Data extracted from a collection

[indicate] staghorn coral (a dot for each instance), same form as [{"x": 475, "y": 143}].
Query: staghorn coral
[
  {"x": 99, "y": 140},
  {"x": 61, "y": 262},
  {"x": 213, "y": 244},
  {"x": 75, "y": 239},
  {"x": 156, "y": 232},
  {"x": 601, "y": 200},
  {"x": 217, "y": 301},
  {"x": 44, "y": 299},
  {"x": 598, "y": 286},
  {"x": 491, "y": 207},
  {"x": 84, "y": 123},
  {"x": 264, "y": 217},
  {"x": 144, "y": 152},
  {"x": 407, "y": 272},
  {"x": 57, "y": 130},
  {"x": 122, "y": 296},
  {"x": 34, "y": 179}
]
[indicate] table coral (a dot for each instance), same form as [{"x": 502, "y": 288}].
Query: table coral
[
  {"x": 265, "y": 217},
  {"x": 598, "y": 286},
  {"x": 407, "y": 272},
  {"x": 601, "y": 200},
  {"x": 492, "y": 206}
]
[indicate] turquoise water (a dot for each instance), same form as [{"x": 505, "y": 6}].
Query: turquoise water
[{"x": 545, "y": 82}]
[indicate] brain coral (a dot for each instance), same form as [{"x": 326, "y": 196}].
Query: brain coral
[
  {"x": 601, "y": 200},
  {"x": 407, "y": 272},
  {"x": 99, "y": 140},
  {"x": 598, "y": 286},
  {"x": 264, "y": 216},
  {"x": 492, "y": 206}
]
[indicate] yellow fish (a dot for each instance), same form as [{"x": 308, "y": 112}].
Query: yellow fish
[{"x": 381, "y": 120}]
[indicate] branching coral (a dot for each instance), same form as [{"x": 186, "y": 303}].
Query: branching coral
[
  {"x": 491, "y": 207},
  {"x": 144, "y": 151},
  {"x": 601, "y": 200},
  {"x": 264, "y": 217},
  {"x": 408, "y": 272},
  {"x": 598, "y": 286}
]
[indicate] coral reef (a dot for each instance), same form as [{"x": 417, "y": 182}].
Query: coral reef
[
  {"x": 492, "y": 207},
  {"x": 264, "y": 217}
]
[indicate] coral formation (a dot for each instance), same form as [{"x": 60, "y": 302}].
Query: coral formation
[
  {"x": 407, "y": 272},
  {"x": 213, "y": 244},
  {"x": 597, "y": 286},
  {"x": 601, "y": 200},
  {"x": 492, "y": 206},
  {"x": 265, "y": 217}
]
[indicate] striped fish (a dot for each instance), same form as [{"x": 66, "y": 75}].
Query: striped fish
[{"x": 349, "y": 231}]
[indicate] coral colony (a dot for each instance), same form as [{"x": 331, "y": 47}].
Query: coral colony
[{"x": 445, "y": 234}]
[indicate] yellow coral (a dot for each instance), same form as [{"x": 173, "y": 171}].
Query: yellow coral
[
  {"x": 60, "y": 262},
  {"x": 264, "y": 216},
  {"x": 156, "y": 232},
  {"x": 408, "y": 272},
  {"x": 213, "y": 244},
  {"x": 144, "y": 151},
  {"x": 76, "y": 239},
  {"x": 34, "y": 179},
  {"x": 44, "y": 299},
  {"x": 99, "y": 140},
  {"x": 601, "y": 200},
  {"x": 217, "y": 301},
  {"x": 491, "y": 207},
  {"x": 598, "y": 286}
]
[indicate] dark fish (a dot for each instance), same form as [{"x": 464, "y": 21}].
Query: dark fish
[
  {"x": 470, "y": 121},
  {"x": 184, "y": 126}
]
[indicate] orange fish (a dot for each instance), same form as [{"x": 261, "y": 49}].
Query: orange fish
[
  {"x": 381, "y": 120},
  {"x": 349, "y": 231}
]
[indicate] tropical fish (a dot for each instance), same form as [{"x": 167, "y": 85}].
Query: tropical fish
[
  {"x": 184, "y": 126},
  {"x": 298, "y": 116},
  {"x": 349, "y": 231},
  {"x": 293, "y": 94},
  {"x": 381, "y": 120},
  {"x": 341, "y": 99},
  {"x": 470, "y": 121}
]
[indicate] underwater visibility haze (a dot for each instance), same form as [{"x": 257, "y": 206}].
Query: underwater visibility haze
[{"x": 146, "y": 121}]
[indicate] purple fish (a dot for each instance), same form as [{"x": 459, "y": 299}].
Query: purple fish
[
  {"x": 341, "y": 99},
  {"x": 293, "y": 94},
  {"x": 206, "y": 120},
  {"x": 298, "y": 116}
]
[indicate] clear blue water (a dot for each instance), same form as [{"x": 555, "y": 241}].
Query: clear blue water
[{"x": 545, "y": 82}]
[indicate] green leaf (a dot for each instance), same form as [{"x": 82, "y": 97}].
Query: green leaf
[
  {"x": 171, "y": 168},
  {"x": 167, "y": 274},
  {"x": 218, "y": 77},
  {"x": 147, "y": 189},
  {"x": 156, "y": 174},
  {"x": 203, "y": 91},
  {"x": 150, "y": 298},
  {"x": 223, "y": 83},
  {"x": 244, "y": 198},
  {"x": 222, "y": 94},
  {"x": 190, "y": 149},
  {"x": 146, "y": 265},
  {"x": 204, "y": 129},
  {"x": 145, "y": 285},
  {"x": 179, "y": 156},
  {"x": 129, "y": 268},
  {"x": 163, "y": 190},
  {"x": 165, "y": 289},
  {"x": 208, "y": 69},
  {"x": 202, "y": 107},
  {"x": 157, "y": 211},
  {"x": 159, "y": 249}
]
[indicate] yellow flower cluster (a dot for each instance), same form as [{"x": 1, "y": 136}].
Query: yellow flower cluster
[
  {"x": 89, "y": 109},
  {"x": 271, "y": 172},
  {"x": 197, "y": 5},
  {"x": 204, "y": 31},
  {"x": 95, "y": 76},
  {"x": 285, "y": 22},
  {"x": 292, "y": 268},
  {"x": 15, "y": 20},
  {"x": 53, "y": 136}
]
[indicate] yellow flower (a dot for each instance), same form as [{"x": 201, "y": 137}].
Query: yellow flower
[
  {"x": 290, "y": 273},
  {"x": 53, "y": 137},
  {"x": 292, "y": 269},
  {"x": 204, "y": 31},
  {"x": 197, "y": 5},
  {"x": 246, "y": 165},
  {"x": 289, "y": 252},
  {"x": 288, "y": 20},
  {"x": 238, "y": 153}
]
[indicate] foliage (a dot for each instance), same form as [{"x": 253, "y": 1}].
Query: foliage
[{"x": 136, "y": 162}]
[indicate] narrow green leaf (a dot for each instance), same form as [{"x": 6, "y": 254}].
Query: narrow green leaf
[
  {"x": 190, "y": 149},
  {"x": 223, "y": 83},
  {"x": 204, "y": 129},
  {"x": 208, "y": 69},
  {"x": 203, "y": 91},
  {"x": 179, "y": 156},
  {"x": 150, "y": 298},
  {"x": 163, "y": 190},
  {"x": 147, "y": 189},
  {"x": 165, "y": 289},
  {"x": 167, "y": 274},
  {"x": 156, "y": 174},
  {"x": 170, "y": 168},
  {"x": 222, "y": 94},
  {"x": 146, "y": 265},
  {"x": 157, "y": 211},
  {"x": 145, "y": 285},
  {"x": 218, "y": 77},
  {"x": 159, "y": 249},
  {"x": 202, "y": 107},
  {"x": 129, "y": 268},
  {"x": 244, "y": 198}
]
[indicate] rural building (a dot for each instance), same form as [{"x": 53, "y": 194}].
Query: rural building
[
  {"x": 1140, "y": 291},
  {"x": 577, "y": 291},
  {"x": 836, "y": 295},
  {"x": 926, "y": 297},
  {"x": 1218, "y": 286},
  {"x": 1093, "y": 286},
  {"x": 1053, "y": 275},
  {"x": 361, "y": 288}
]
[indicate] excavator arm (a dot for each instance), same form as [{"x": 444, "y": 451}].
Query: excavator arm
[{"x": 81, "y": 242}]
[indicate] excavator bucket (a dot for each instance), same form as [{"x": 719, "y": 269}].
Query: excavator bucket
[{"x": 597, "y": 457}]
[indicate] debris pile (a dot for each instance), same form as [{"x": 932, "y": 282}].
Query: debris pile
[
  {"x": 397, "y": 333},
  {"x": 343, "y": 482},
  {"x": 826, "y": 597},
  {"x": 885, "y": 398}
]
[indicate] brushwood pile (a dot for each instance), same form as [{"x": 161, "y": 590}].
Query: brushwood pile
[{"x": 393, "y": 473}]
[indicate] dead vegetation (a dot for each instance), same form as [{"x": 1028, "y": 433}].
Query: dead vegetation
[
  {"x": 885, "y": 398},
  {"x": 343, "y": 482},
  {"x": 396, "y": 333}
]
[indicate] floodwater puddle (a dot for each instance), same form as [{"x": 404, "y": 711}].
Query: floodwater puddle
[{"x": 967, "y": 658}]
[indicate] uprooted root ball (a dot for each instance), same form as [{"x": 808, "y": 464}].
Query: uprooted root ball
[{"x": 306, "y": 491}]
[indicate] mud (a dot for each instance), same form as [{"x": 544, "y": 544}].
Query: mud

- HOW TO COMPLETE THIS TASK: Quote the data above from the line containing "[indicate] clear blue" to the line containing "[indicate] narrow green", inclusive, and stop.

- TASK RESPONSE:
[indicate] clear blue water (a dot for each instance), same form as [{"x": 555, "y": 241}].
Query: clear blue water
[{"x": 545, "y": 82}]
[indicate] green leaf (a dot for each instance), same form as [{"x": 82, "y": 97}].
Query: green leaf
[
  {"x": 171, "y": 168},
  {"x": 167, "y": 274},
  {"x": 218, "y": 77},
  {"x": 147, "y": 189},
  {"x": 156, "y": 174},
  {"x": 203, "y": 91},
  {"x": 150, "y": 298},
  {"x": 223, "y": 83},
  {"x": 244, "y": 198},
  {"x": 222, "y": 94},
  {"x": 190, "y": 149},
  {"x": 146, "y": 265},
  {"x": 204, "y": 129},
  {"x": 145, "y": 285},
  {"x": 179, "y": 156},
  {"x": 129, "y": 268},
  {"x": 163, "y": 190},
  {"x": 165, "y": 289},
  {"x": 208, "y": 69},
  {"x": 202, "y": 107},
  {"x": 157, "y": 211},
  {"x": 159, "y": 249}
]
[indicate] yellow flower cluster (a dot for each instance), same form as [{"x": 1, "y": 136}].
Query: yellow flower cluster
[
  {"x": 89, "y": 109},
  {"x": 271, "y": 172},
  {"x": 197, "y": 5},
  {"x": 204, "y": 31},
  {"x": 95, "y": 76},
  {"x": 285, "y": 22},
  {"x": 292, "y": 268},
  {"x": 15, "y": 20},
  {"x": 53, "y": 136}
]
[indicate] yellow flower (a dot for each instance), same form as [{"x": 201, "y": 137}].
Query: yellow flower
[
  {"x": 290, "y": 273},
  {"x": 53, "y": 137},
  {"x": 292, "y": 269},
  {"x": 204, "y": 31},
  {"x": 197, "y": 5},
  {"x": 246, "y": 165},
  {"x": 289, "y": 252},
  {"x": 288, "y": 20},
  {"x": 238, "y": 153}
]
[indicate] foliage (a dot for each instance), same form as [{"x": 253, "y": 1}].
Query: foliage
[{"x": 136, "y": 162}]
[indicate] narrow green leaf (a dot for each instance), same form as [{"x": 6, "y": 254}].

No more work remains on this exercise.